◆ **EXTRACT**:

Ronald Lorgio Suárez Saucedo (born 5 December 1990 in Santa Cruz de la Sierra) commonly known as Lorgio Suarez, is a Bolivian professional footballer who currently plays in the Liga de Futbol Profesional Boliviano for Blooming. He is a centre back. He has also appeared for and captained the Bolivian national U-15, U-17 and U-20 teams.

Career
Suárez began his career at Ramón Tahuichi Aguilera's football academy. In February 2008, while playing in an international tournament with Tahuichi, he was spotted by talent scouts who recruited him for Universidad de Chile, where he spent 10 months training in the youth team. The following year, after the 2009 South American U-20 Championship, he returned to Bolivia and signed for his hometown club Oriente Petrolero. He showed good form, and was included in the starting line-up by coach Gustavo Quinteros, winning a league title the following season, which enabled him to play in the Copa Sudamericana. In December 2010, after Quinteros had departed to coach the national team, he resigned his contract and joined Blooming, arriving alongside goalkeeper Sergio Galarza.

◆ **SUPPLIED MATERIAL**:
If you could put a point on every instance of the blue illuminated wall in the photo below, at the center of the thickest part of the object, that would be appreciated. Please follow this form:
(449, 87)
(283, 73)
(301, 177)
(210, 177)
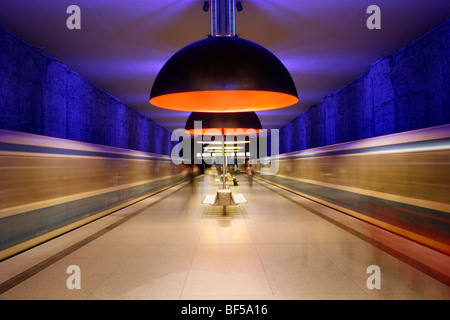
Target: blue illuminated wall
(42, 96)
(407, 90)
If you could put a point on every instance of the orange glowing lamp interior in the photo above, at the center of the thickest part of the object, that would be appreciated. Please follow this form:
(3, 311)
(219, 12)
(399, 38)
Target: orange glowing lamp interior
(224, 101)
(227, 131)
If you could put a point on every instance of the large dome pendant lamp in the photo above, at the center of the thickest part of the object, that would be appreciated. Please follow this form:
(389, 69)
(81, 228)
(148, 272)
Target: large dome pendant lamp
(223, 73)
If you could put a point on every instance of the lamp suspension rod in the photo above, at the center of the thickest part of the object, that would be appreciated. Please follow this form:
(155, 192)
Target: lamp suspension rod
(223, 18)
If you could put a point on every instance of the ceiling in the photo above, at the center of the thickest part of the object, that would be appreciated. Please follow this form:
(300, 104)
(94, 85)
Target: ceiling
(122, 45)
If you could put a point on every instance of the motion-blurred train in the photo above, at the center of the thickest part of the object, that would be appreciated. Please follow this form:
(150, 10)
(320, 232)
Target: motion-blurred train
(399, 182)
(49, 186)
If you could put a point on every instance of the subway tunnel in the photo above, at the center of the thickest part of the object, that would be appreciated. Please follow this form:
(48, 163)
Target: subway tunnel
(343, 195)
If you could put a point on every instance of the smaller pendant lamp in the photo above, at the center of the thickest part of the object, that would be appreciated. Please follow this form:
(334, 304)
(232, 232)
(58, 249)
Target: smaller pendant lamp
(213, 123)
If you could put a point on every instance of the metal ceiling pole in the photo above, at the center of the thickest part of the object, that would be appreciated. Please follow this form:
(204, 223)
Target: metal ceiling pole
(223, 18)
(224, 166)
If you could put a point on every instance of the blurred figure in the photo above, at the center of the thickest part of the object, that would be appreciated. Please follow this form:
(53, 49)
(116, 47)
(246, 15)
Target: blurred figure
(195, 171)
(250, 174)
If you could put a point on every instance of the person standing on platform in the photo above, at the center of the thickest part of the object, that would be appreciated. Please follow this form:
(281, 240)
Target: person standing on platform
(250, 172)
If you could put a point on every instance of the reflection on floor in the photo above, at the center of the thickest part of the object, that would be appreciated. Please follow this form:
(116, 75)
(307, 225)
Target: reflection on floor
(177, 248)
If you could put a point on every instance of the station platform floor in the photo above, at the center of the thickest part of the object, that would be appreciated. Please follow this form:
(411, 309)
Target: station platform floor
(170, 246)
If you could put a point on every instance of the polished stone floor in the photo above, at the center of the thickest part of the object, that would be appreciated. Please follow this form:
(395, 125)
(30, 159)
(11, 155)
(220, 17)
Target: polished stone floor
(177, 248)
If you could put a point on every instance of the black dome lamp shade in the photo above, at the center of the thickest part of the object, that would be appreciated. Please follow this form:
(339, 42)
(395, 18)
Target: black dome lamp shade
(213, 123)
(223, 74)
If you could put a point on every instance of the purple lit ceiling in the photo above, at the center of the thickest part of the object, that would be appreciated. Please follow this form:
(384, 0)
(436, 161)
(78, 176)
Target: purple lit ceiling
(122, 45)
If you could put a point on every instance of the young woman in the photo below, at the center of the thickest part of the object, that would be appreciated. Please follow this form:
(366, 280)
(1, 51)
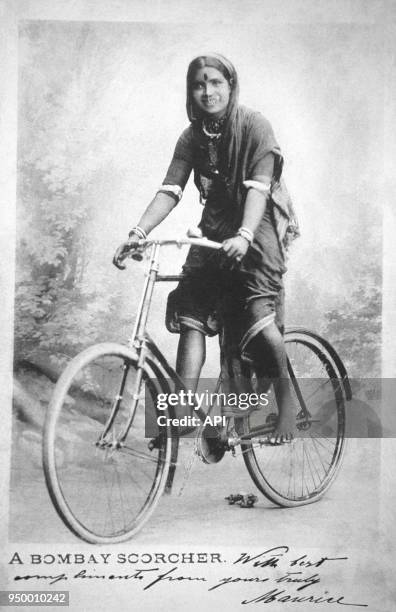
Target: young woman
(237, 168)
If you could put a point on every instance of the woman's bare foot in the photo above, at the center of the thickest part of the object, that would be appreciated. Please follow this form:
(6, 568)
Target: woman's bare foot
(285, 429)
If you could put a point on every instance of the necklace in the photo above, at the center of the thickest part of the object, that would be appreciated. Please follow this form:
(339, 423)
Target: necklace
(213, 129)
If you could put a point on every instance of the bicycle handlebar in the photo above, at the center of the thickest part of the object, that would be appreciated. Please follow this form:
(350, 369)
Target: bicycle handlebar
(201, 242)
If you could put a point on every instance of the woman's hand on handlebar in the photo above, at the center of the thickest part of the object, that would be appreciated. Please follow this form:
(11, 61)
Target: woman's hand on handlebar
(235, 248)
(132, 244)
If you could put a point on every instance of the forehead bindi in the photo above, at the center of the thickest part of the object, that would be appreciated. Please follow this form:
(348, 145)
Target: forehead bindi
(207, 73)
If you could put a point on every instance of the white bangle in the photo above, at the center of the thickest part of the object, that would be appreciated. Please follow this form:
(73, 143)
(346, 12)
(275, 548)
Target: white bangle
(261, 187)
(172, 189)
(139, 232)
(245, 232)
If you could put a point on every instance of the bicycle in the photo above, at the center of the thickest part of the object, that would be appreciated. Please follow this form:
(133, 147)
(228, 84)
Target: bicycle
(105, 478)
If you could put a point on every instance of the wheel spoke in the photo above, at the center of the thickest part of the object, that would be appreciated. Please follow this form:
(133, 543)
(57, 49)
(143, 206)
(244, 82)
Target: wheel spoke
(295, 473)
(102, 492)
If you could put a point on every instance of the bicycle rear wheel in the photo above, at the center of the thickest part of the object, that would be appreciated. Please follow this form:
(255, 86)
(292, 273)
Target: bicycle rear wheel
(300, 472)
(103, 492)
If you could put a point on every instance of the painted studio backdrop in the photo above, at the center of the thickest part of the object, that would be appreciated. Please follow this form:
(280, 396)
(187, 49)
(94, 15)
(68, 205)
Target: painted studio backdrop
(100, 109)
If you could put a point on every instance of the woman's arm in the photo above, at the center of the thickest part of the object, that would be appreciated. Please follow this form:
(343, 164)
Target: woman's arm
(254, 209)
(158, 209)
(165, 199)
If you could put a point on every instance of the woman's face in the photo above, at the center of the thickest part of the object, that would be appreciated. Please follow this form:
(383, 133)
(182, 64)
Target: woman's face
(211, 92)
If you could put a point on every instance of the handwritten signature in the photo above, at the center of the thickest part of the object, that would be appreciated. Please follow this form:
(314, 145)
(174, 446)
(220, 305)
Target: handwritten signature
(281, 572)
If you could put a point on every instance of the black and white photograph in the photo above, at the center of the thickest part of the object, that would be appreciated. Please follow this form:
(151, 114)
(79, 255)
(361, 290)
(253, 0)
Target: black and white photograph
(198, 286)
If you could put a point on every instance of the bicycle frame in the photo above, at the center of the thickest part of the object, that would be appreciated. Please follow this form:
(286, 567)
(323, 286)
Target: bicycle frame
(142, 343)
(145, 347)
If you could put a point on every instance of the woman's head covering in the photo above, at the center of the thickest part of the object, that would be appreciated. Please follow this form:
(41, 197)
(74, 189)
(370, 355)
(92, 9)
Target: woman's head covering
(213, 60)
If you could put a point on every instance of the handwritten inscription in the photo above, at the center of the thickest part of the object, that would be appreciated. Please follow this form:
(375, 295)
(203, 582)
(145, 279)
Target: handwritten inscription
(287, 578)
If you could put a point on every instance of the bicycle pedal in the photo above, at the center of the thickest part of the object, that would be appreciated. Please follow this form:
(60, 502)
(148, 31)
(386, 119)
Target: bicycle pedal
(153, 444)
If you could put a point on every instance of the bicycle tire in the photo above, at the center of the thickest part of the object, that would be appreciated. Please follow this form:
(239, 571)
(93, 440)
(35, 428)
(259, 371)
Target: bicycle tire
(103, 494)
(300, 472)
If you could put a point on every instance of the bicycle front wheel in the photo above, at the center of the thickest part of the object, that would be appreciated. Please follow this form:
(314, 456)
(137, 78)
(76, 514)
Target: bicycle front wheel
(104, 490)
(300, 472)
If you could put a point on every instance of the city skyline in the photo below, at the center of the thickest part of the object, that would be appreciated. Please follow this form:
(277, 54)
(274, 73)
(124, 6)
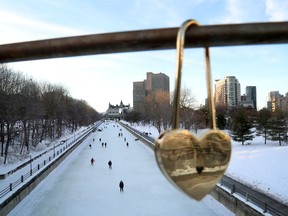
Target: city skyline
(100, 79)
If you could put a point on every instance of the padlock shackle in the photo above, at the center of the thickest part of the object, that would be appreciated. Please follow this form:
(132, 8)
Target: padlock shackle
(178, 76)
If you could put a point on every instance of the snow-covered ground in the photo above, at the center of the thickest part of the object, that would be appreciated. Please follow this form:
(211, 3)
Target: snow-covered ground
(261, 166)
(78, 188)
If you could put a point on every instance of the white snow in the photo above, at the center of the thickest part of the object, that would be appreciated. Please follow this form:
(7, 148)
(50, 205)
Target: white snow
(78, 188)
(261, 166)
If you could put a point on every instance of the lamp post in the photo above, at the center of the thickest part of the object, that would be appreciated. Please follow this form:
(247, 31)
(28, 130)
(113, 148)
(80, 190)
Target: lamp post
(30, 164)
(54, 150)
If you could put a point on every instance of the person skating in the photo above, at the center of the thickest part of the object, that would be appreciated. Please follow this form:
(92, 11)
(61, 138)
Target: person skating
(121, 186)
(110, 164)
(92, 161)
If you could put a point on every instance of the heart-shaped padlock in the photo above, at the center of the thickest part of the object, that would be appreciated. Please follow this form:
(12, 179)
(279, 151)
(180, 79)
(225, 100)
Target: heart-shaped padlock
(193, 165)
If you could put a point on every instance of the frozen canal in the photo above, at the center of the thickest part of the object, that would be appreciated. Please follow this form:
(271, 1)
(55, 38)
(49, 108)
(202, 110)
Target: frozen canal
(78, 188)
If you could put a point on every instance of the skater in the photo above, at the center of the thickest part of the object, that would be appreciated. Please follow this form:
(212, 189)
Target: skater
(121, 186)
(110, 164)
(92, 161)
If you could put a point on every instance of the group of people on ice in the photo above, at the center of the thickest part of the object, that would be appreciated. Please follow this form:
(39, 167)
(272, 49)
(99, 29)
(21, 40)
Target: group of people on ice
(92, 161)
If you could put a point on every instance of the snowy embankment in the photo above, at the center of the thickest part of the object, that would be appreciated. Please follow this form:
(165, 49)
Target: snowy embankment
(258, 165)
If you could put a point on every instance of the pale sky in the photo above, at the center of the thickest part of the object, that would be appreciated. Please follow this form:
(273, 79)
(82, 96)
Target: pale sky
(100, 79)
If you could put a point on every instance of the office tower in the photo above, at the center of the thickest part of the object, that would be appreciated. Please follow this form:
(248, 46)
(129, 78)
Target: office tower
(251, 95)
(151, 84)
(227, 92)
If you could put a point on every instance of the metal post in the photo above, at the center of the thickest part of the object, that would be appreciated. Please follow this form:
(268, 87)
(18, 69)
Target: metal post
(31, 165)
(144, 40)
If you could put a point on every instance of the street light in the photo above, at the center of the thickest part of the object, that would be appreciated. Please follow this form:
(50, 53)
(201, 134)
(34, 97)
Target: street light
(54, 150)
(30, 164)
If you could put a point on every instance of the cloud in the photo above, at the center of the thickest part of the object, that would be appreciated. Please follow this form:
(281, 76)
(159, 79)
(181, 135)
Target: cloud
(276, 10)
(16, 27)
(243, 11)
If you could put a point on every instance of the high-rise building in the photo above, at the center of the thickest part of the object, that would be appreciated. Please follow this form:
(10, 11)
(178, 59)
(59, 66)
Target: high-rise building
(227, 92)
(277, 101)
(251, 95)
(151, 84)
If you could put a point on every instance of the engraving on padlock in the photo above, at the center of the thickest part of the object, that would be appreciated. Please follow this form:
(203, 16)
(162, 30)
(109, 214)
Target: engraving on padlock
(192, 165)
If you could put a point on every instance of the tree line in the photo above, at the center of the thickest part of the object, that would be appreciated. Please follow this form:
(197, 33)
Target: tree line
(32, 111)
(242, 122)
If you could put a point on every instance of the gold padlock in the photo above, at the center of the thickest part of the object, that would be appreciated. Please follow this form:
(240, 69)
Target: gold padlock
(192, 165)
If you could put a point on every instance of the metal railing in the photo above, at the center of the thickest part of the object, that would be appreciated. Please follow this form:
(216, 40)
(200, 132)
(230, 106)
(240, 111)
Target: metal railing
(143, 40)
(250, 198)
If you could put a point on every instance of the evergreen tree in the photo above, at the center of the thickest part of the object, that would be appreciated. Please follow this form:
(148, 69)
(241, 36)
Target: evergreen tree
(277, 127)
(264, 116)
(241, 126)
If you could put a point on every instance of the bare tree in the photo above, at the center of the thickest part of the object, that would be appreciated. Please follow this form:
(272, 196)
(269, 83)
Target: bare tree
(158, 110)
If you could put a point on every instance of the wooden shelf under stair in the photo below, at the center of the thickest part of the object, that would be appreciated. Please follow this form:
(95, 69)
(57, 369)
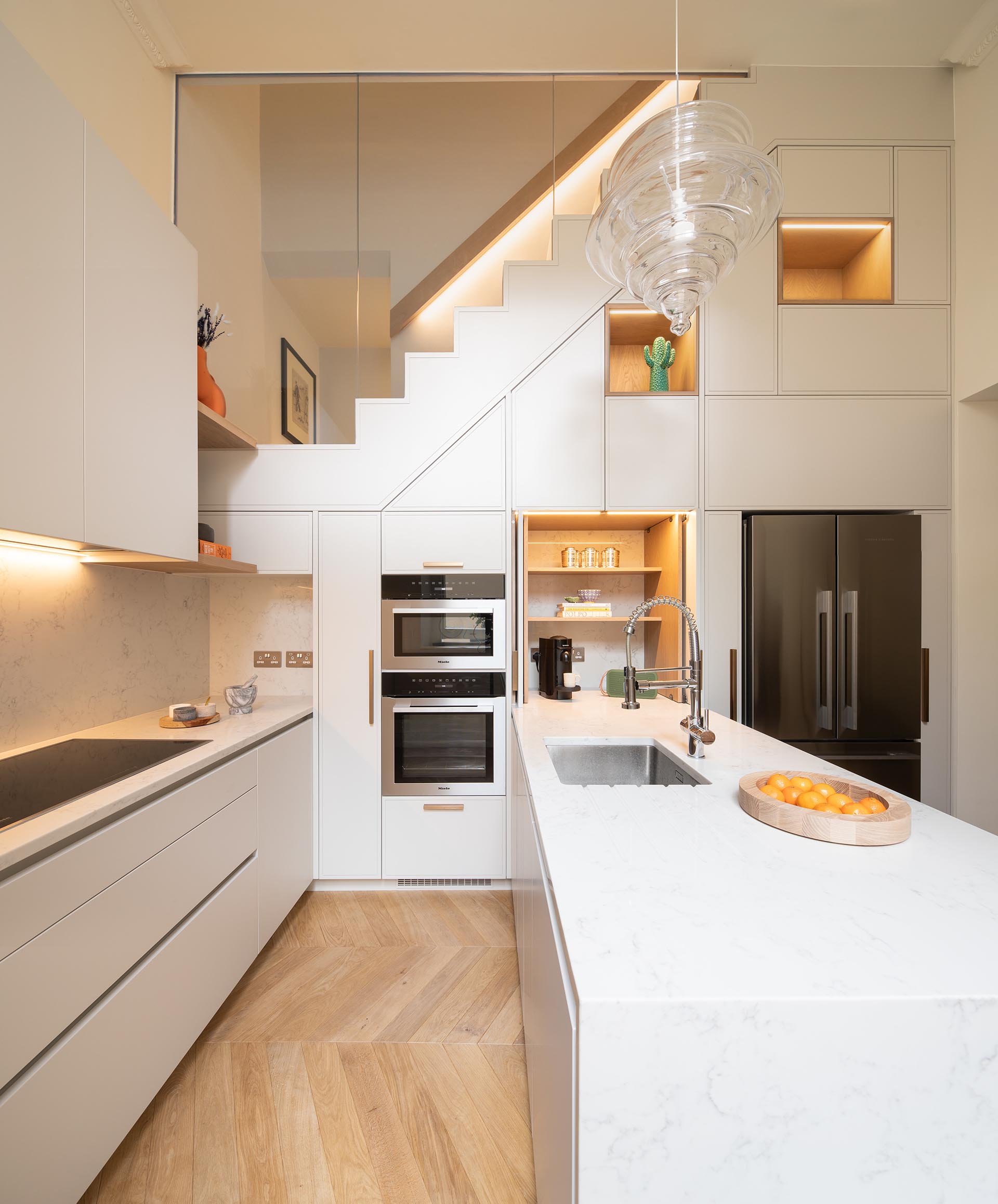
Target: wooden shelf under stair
(204, 566)
(218, 434)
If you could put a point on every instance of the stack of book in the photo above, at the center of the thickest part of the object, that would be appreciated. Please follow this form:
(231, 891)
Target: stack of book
(584, 611)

◆ **WRITTEN REQUEST 1**:
In the Lorgio Suárez biography above, why was Suárez able to play in the Copa Sudamericana? Answer in one to three sentences.
◆ **WRITTEN REQUEST 2**:
List every club or academy that the Lorgio Suárez biography above places him at, leaving out national teams.
◆ **WRITTEN REQUEST 3**:
Please answer these questions on the Lorgio Suárez biography above:
(a) On what date was Suárez born?
(b) Which coach put him in the starting line-up at Oriente Petrolero?
(c) Which goalkeeper joined Blooming at the same time as Suárez?

◆ **ANSWER 1**:
He won a league title with Oriente Petrolero, and that title enabled him to play in the Copa Sudamericana.

◆ **ANSWER 2**:
- Ramón Tahuichi Aguilera's football academy (Tahuichi)
- Universidad de Chile (youth team)
- Oriente Petrolero
- Blooming

◆ **ANSWER 3**:
(a) 5 December 1990
(b) Gustavo Quinteros
(c) Sergio Galarza